• SHORT TASK
Repeat, without any change, the entries presented below.

• INPUT MATERIAL
-.-.-
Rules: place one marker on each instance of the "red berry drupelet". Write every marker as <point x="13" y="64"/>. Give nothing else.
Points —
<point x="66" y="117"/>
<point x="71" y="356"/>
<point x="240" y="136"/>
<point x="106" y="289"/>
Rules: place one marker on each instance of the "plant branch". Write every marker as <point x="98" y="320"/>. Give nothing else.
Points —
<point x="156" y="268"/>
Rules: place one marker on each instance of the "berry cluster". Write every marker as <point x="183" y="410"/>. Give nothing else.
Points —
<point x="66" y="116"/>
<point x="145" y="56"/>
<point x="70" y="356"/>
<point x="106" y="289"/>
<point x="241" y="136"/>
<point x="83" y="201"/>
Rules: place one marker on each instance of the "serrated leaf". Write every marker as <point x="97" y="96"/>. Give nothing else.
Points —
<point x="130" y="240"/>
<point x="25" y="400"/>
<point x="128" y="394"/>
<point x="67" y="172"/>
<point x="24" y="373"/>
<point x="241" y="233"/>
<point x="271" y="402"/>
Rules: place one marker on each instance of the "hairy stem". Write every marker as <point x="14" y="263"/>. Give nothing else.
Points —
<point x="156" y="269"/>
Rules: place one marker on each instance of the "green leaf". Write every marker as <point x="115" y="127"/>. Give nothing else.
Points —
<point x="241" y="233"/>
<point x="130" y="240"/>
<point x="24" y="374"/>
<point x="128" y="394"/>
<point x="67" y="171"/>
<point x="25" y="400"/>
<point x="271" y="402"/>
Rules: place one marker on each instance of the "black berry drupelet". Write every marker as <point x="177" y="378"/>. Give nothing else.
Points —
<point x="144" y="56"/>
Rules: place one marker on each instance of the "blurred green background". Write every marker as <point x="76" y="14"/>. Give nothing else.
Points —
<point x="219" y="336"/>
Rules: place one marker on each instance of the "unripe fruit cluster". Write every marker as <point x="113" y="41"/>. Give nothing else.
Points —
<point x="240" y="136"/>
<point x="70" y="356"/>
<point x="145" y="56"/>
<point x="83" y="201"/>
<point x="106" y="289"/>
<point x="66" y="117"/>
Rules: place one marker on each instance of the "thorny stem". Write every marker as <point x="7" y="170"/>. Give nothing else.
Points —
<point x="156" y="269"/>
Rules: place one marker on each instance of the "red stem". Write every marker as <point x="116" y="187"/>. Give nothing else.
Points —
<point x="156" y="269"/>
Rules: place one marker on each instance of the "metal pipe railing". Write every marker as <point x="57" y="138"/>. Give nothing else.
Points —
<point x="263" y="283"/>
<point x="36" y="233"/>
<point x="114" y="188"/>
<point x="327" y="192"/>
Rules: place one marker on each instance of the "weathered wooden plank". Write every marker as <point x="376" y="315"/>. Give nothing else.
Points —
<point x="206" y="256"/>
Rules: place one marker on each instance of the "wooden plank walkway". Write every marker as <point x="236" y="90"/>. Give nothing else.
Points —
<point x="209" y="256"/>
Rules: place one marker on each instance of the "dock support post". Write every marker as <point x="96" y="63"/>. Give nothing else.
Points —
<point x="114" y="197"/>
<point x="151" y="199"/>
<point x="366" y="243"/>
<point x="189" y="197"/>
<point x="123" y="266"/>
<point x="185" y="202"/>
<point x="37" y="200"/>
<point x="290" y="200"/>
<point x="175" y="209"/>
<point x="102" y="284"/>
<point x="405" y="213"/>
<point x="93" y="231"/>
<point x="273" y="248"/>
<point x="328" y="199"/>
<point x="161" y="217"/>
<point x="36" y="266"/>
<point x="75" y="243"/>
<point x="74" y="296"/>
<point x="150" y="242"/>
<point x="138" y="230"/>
-.-.-
• OUTPUT FOR THIS EXERCISE
Rules: place one marker on each instance of the "red berry drupelet". Write every marker as <point x="13" y="64"/>. Give nothing else.
Points —
<point x="66" y="117"/>
<point x="71" y="356"/>
<point x="240" y="136"/>
<point x="106" y="289"/>
Rules: place one marker on each instance of the "plant branch". Write every marker as <point x="98" y="320"/>. Give nothing else.
Points —
<point x="156" y="268"/>
Rules: place one marker on each instance of the "berry cluster". Write every marker as <point x="183" y="410"/>. Give nothing else.
Points —
<point x="66" y="116"/>
<point x="145" y="56"/>
<point x="70" y="356"/>
<point x="106" y="289"/>
<point x="241" y="136"/>
<point x="83" y="201"/>
Rules: place one marker on each instance of the "serrated leaf". Write every marker as <point x="97" y="96"/>. Give nothing else.
Points —
<point x="130" y="240"/>
<point x="25" y="400"/>
<point x="128" y="394"/>
<point x="67" y="172"/>
<point x="24" y="373"/>
<point x="241" y="233"/>
<point x="271" y="402"/>
Rules: place one marker on each instance of the "hairy stem". Write every marker as <point x="14" y="263"/>. Give nothing else.
Points —
<point x="156" y="269"/>
Rules: place one marker on each instance of the "green leaf". Write every marker as <point x="115" y="127"/>. Give nothing else.
Points —
<point x="241" y="233"/>
<point x="130" y="240"/>
<point x="24" y="374"/>
<point x="128" y="394"/>
<point x="67" y="171"/>
<point x="25" y="400"/>
<point x="271" y="402"/>
Rules: place one marker on each instance of the "black berry drupelet". Write every marker as <point x="177" y="378"/>. Give nothing else.
Points —
<point x="144" y="56"/>
Rules: place one marker on each instance of the "blurred green background". Write every marker as <point x="76" y="14"/>. Give nothing else.
Points —
<point x="219" y="336"/>
Rules: place one marker on each instance of the "unripe fruit cluster". Write every marker as <point x="113" y="41"/>. Give nothing else.
Points —
<point x="240" y="136"/>
<point x="70" y="356"/>
<point x="145" y="56"/>
<point x="83" y="201"/>
<point x="106" y="289"/>
<point x="66" y="117"/>
Rules: place one marker on each instance of the "thorny stem". Write every marker as <point x="7" y="170"/>. Give nothing else.
Points —
<point x="156" y="269"/>
Rules: place one marker on each instance of the "red stem". Write every marker as <point x="116" y="187"/>. Give nothing else.
Points —
<point x="156" y="269"/>
Rules: place one marker on each instance of the "metal pipe railing". Write every marker as <point x="57" y="138"/>. Give nothing else.
Points —
<point x="263" y="283"/>
<point x="36" y="233"/>
<point x="114" y="188"/>
<point x="327" y="192"/>
Rules: place one marker on each instance of the "weathered wooden plank". Write every marker as <point x="376" y="315"/>. Give nothing else.
Points —
<point x="206" y="256"/>
Rules: place one marker on each instance of the "wooden plank walkway". Write every marker as <point x="236" y="90"/>. Give nothing else.
Points —
<point x="209" y="256"/>
Rules: place one marker on each instance of the "dock support post". Write every marker as <point x="96" y="63"/>. Give nothing else.
Points —
<point x="114" y="197"/>
<point x="151" y="199"/>
<point x="366" y="243"/>
<point x="189" y="197"/>
<point x="123" y="266"/>
<point x="185" y="202"/>
<point x="37" y="200"/>
<point x="290" y="200"/>
<point x="175" y="209"/>
<point x="102" y="284"/>
<point x="405" y="213"/>
<point x="93" y="231"/>
<point x="273" y="248"/>
<point x="328" y="199"/>
<point x="161" y="217"/>
<point x="36" y="266"/>
<point x="75" y="243"/>
<point x="74" y="296"/>
<point x="150" y="242"/>
<point x="138" y="230"/>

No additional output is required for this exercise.